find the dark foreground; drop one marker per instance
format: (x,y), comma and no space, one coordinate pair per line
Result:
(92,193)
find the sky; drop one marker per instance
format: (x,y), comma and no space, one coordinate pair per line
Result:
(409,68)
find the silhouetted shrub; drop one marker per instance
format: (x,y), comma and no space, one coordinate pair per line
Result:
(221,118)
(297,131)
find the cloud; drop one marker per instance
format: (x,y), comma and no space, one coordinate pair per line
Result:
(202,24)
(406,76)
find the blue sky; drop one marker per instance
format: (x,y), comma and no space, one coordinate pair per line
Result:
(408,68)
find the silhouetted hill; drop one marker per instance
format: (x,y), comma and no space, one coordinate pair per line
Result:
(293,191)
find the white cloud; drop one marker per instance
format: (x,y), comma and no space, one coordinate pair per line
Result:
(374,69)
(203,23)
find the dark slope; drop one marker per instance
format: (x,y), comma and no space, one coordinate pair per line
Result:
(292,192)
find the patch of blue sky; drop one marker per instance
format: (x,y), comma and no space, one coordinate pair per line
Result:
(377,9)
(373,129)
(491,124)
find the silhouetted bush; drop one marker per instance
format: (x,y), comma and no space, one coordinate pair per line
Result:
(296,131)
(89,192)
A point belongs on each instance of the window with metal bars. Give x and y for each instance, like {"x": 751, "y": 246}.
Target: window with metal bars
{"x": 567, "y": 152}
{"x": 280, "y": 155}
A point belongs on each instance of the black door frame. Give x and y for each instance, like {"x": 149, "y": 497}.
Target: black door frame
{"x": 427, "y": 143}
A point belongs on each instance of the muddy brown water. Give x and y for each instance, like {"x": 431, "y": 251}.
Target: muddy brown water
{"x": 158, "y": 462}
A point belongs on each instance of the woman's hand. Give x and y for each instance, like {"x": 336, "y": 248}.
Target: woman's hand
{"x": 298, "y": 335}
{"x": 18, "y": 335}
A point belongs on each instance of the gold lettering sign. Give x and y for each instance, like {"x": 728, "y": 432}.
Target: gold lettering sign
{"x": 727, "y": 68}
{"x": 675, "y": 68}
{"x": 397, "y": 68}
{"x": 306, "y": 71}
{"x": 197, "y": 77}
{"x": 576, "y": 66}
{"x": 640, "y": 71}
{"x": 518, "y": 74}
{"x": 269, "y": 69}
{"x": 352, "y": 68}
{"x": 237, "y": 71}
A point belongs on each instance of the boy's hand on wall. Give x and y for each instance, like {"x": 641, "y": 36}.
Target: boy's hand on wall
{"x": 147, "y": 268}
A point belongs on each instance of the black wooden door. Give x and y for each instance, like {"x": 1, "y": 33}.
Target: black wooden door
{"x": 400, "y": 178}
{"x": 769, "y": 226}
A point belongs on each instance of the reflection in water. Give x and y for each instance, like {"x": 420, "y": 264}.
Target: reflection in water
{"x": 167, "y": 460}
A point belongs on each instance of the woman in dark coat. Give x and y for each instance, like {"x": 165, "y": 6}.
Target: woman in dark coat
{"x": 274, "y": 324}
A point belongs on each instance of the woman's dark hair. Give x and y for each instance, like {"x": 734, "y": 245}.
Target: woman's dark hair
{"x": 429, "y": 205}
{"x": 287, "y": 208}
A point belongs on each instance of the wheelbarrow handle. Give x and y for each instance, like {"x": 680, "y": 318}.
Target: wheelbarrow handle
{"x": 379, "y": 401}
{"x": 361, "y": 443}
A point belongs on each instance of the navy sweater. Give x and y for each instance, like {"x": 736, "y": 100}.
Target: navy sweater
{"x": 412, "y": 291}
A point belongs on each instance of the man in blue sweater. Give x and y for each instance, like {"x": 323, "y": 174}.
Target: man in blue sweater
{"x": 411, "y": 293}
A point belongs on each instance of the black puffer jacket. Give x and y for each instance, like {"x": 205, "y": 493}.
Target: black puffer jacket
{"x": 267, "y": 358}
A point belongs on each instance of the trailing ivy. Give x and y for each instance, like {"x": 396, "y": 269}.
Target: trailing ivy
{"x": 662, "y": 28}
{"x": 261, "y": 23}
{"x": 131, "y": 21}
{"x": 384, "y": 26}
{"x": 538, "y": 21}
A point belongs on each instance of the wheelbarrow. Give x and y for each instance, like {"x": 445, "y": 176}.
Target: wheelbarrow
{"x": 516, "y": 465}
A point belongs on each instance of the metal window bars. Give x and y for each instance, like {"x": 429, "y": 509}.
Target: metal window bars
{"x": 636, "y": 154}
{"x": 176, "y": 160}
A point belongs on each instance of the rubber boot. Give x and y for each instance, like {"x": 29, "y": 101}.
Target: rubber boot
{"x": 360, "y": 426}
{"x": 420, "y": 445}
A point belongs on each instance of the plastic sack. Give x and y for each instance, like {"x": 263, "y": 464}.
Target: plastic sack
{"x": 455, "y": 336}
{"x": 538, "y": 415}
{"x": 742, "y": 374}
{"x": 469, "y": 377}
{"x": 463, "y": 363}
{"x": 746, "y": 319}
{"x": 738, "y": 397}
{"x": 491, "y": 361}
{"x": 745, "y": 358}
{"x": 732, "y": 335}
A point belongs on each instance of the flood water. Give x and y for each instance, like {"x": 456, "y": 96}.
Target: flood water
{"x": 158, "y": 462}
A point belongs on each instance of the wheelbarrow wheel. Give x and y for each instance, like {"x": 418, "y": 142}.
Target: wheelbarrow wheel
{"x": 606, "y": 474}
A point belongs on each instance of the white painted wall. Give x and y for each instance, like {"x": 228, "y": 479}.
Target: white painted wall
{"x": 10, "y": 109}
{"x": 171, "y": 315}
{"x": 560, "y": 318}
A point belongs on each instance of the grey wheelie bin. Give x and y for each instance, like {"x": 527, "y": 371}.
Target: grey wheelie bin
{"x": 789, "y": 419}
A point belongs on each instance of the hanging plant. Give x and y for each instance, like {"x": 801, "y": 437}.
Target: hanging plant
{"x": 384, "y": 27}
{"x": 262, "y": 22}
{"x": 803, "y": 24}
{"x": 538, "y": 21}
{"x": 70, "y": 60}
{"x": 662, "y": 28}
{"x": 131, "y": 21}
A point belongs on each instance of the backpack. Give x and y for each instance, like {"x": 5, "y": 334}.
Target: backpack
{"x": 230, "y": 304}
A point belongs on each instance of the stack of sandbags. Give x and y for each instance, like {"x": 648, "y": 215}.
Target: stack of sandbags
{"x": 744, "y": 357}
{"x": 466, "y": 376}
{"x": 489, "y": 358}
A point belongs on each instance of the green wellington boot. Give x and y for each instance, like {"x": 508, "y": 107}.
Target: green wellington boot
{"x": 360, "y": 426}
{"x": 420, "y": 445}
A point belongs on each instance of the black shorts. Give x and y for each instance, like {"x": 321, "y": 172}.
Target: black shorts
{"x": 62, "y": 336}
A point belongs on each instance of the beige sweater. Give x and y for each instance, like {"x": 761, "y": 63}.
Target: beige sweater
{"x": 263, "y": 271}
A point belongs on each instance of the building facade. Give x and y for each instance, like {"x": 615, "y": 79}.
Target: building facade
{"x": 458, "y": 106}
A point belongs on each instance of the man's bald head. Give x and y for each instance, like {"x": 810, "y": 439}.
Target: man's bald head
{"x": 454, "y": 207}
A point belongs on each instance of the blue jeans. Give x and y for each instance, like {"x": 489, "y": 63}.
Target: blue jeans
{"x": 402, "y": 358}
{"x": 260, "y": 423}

WORK INSTRUCTION — In the listing above, reproduce the first line and each one after it through the line that contains "find the dark slope;".

RESPONSE FOR THIS EXERCISE —
find the dark foreground; drop one marker per instance
format: (x,y), comma and no space, one coordinate pair per line
Result:
(92,193)
find the sky; drop one marker per instance
format: (x,y), comma and no space, one coordinate pair per line
Result:
(409,68)
find the silhouetted shrub; drop one marker per instance
format: (x,y), comma and no space, one coordinate pair per line
Result:
(221,118)
(297,131)
find the cloud; drop one marker per instance
format: (x,y), comma and no space, one coordinate pair per line
Result:
(202,24)
(406,76)
find the blue sky; drop one marker per instance
format: (x,y), comma and no space, one coordinate pair per line
Result:
(408,68)
find the silhouetted hill; drop one marker per instance
format: (x,y), comma and no space, one coordinate pair per line
Result:
(293,191)
find the white cloud; drop one marker per instance
format: (x,y), comma and no space, one coordinate pair per line
Result:
(374,69)
(203,23)
find the dark slope; drop one marker per instance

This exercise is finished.